Petunjuk Tugas
Kutip tanpa perubahan bagian dari teks tentang netralitas PNS dalam pemilu di bawah ini yang dibuka dengan kata-kata berisi "Selasa, 3 Maret" dan ditutup dengan "dan pemilu presiden.".

PNS mah netral2 aja pak....., kecuali kalo dimobilisir...hehehe

--- Pada Sen, 2/3/09, verrianto madjowa <v_madj...@yahoo.com> menulis:

Dari: verrianto madjowa <v_madj...@yahoo.com>
Topik: [GM2020] Netralitas PNS dalam Pemilu
Kepada: gorontalomaju2020@yahoogroups.com
Tanggal: Senin, 2 Maret, 2009, 8:32 PM











    
            

Kompas.com



Netralitas PNS dalam Pemilu

Selasa, 3 Maret 2009 | 04:46 WIB 



Oleh Eko Prasojo



Pesta akbar demokrasi sudah di ambang pintu. Kini seluruh energi seolah 
tercurah pada persiapan pemilu legislatif dan pemilu presiden. 

 

Kekhawatiran akan kegagalan pemilu juga terjadi disebabkan banyaknya ketentuan 
peraturan pelaksanaan yang belum ditetapkan Komisi Pemilihan Umum (KPU). 
Diperlukan waktu lama untuk menyosialisasikan peraturan itu kepada pemilih.

Data Item
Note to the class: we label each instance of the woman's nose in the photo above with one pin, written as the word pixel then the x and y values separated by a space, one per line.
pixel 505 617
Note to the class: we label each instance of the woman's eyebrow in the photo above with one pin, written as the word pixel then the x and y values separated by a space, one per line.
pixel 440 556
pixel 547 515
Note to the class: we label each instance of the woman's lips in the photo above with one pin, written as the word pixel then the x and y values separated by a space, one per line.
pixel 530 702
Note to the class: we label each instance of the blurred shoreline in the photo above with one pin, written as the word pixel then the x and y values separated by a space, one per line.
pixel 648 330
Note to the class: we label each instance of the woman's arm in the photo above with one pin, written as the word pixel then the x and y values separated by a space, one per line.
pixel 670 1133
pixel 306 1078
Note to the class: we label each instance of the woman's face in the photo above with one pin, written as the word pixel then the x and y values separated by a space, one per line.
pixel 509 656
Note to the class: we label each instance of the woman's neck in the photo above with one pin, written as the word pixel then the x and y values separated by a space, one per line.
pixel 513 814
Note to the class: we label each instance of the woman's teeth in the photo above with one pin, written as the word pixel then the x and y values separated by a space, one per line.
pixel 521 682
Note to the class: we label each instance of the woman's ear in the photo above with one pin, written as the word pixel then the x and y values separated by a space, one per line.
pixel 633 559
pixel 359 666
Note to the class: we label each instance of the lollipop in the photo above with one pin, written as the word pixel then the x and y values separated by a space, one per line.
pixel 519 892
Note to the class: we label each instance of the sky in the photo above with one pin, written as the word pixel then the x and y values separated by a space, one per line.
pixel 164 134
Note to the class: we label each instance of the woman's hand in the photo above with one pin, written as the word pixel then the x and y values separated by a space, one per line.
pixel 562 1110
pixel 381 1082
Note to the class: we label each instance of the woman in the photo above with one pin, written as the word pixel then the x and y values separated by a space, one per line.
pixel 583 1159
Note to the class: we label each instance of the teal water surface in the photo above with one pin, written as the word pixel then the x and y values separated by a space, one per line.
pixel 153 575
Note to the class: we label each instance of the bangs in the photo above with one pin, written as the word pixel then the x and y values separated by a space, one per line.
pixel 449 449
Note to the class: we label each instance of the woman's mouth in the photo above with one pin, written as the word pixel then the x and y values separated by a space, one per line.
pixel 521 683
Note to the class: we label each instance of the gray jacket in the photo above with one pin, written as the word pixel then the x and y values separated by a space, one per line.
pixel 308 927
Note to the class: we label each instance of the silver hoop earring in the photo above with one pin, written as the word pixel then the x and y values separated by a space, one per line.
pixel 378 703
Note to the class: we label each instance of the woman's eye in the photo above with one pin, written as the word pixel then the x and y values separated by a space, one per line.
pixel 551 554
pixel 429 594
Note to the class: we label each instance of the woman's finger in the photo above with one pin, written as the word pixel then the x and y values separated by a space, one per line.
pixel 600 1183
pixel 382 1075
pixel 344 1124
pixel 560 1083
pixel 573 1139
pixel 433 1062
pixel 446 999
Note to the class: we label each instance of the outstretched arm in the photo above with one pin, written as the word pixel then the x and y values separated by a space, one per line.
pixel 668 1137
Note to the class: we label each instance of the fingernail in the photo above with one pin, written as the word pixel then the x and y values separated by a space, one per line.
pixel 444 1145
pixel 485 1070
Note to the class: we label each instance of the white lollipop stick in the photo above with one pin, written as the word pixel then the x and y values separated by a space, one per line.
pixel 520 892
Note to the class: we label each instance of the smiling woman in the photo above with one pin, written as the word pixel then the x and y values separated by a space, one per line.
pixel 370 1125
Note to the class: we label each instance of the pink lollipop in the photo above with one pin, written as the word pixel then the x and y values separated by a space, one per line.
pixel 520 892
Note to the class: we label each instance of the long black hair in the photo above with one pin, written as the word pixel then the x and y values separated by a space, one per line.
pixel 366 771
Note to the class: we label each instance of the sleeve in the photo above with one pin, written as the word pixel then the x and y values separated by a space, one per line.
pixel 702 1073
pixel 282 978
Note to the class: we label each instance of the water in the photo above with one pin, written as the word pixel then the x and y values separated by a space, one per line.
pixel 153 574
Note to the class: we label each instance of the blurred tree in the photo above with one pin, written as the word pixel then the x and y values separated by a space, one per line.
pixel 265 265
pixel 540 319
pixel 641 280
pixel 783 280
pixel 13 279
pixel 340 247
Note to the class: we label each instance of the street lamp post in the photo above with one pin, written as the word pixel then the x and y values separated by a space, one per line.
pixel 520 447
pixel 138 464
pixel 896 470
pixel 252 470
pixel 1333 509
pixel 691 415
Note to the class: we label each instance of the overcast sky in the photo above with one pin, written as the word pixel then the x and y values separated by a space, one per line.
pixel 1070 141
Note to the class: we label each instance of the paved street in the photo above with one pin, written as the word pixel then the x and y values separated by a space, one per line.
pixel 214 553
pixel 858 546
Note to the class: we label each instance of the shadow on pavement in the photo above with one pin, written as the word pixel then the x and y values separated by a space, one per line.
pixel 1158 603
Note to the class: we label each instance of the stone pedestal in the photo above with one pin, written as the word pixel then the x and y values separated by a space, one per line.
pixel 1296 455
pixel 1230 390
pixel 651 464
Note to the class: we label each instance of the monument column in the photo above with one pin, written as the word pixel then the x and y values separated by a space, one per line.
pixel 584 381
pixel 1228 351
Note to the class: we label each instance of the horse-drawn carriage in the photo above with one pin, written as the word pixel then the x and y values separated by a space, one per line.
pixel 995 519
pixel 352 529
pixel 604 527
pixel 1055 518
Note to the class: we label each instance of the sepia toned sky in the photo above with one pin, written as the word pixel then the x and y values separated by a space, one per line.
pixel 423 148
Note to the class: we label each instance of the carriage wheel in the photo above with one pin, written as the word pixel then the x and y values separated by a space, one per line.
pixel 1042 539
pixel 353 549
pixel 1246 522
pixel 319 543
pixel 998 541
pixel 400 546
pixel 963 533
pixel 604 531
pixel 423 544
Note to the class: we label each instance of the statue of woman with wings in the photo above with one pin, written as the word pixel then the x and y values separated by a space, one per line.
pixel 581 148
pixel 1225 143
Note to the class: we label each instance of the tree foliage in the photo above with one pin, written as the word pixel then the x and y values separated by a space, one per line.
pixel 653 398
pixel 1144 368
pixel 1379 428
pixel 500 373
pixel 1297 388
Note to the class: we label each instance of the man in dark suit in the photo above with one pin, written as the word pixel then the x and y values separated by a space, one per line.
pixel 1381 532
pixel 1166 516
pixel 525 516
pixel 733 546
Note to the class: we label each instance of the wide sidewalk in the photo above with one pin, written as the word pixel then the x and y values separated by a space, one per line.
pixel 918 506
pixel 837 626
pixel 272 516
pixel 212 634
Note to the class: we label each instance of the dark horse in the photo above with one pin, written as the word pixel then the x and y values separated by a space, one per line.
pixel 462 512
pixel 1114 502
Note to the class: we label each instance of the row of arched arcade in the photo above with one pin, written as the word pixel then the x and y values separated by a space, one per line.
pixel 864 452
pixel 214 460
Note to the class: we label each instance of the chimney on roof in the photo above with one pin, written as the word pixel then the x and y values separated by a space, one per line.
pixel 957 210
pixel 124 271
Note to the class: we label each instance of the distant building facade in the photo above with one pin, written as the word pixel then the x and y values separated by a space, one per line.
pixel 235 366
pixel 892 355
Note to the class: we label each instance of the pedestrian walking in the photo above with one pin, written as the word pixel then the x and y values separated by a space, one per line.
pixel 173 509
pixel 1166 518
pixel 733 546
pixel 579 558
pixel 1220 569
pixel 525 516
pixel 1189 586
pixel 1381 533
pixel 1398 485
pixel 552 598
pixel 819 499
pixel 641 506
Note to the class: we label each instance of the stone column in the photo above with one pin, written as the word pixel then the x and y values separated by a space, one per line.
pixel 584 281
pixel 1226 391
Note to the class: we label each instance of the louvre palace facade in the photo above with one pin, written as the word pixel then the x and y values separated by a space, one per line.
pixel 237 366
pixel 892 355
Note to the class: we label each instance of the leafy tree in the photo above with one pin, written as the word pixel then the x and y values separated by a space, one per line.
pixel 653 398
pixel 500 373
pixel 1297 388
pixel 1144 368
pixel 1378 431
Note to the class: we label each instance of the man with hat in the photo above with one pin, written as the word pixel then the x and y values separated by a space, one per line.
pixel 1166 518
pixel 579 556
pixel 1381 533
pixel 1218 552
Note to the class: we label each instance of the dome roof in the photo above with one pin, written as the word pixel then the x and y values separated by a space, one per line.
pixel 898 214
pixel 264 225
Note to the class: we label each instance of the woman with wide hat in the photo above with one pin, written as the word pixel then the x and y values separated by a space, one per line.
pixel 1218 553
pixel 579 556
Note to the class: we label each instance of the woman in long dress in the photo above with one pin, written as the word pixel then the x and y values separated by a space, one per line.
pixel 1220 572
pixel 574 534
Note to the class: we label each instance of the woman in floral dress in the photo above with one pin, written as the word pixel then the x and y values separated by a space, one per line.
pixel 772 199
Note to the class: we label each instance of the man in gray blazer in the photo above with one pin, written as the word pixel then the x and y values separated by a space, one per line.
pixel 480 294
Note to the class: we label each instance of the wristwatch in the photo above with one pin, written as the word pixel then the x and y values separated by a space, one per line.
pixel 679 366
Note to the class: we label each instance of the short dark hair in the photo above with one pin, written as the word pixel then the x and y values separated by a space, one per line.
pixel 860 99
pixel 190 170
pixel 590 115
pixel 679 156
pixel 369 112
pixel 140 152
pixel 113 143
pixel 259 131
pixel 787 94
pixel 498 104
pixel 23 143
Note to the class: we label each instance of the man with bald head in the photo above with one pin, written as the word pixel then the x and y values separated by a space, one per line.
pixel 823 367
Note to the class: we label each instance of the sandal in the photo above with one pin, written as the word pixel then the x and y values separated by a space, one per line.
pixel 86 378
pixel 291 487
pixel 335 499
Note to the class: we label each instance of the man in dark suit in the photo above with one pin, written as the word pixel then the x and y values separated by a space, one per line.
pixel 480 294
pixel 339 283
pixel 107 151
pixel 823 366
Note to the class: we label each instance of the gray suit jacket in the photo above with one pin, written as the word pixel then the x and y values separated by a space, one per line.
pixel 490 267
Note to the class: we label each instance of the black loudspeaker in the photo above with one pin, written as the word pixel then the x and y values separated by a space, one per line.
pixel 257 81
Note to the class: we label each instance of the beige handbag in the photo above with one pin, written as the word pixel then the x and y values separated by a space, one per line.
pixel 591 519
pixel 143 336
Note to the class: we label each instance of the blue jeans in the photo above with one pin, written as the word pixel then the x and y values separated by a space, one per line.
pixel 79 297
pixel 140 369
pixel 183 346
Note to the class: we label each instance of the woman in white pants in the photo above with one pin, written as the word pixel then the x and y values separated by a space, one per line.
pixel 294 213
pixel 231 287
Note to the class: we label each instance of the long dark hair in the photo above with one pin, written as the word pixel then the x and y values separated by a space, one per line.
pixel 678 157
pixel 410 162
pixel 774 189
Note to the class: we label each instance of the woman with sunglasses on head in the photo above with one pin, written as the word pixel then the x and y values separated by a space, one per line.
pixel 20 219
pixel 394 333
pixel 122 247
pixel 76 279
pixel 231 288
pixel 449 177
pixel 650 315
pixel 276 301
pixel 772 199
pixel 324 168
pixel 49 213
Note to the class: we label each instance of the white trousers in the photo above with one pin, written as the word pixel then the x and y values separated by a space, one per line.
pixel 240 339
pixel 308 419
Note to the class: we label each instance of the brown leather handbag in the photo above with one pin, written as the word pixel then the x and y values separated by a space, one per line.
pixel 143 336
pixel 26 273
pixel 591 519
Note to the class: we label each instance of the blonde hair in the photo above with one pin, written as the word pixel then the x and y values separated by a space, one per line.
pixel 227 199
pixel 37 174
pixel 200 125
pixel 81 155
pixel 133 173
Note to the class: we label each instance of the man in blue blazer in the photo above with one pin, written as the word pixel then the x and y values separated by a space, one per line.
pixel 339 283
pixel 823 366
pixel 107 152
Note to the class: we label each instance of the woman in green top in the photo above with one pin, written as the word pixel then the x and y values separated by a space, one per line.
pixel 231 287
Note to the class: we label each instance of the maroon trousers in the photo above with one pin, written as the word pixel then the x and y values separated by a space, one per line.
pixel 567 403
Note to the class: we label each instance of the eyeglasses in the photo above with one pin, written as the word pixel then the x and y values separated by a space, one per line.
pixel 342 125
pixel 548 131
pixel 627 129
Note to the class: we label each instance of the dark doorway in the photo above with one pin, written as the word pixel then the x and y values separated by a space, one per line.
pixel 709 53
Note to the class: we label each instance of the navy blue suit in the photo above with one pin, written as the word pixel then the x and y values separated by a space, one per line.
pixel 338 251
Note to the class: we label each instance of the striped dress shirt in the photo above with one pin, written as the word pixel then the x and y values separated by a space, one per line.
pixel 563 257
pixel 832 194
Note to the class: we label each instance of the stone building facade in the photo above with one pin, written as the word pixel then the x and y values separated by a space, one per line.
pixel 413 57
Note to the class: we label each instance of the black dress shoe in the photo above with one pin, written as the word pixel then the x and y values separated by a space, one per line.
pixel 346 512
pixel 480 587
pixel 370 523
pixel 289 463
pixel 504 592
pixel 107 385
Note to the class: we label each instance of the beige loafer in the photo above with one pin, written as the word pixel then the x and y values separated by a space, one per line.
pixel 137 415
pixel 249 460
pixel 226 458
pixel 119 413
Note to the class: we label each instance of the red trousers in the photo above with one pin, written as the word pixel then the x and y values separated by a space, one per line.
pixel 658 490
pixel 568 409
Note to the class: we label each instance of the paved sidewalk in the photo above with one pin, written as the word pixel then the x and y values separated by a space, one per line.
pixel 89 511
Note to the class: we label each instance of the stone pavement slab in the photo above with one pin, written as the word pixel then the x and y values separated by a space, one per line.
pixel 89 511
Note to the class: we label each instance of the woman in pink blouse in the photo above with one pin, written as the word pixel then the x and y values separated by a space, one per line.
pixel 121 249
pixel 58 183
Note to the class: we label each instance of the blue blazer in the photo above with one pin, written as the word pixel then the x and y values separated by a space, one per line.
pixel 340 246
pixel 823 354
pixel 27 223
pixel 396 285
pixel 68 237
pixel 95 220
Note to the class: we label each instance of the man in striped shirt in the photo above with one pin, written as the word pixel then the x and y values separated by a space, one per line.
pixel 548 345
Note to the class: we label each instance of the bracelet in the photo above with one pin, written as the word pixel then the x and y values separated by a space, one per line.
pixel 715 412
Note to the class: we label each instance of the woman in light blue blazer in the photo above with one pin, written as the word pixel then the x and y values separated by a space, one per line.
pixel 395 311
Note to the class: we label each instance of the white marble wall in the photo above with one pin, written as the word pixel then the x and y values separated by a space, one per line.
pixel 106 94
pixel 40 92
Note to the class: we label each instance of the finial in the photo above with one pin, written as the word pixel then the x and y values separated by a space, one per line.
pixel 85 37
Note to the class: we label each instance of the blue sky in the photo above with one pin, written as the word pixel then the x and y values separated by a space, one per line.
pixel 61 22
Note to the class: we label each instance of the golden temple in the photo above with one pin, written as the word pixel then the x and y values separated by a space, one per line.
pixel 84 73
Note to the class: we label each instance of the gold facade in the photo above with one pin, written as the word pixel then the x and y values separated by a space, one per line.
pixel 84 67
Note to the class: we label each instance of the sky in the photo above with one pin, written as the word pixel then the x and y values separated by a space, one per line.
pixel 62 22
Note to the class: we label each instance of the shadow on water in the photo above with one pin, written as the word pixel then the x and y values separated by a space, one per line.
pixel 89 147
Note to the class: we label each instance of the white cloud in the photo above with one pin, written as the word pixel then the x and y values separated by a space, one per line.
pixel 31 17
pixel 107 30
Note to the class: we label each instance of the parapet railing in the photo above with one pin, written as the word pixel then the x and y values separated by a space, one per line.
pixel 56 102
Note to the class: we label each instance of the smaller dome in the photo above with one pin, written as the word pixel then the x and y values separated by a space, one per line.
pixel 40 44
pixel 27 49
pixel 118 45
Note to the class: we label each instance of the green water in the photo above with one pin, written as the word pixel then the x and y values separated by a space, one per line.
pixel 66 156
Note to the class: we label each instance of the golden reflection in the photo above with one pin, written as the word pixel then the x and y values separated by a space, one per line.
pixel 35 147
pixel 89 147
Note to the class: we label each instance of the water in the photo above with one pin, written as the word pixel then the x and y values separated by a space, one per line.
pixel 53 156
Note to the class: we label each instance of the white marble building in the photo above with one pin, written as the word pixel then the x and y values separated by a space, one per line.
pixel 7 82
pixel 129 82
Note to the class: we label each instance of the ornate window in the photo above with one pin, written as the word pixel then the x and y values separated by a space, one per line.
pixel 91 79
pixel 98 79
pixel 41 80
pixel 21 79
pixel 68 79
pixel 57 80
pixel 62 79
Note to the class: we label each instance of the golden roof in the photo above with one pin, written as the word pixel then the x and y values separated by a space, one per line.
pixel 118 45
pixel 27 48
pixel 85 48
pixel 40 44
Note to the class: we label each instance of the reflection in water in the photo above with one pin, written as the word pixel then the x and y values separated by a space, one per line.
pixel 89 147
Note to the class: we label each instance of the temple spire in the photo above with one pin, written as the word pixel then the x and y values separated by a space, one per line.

Jawaban Tugas
Selasa, 3 Maret 2009 | 04:46 WIB 



Oleh Eko Prasojo



Pesta akbar demokrasi sudah di ambang pintu. Kini seluruh energi seolah 
tercurah pada persiapan pemilu legislatif dan pemilu presiden.